_Required work_.
Report back every line of the entries that contains "query", exactly as written.

_Annotated photo localization data_.
________________

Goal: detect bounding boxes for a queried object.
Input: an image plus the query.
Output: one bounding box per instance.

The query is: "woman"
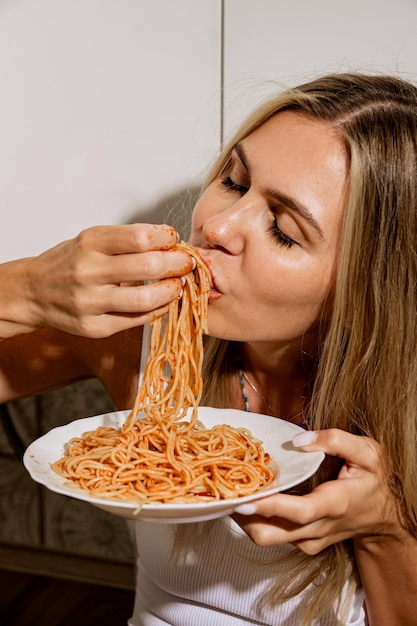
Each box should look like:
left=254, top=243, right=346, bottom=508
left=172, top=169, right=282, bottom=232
left=1, top=72, right=417, bottom=625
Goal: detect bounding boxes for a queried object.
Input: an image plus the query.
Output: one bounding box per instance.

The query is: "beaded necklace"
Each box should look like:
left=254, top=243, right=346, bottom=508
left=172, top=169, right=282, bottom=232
left=238, top=369, right=309, bottom=429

________________

_Result for this task_.
Input: an image plus the query.
The query is: "woman"
Input: an image plus the query.
The query is: "beaded necklace"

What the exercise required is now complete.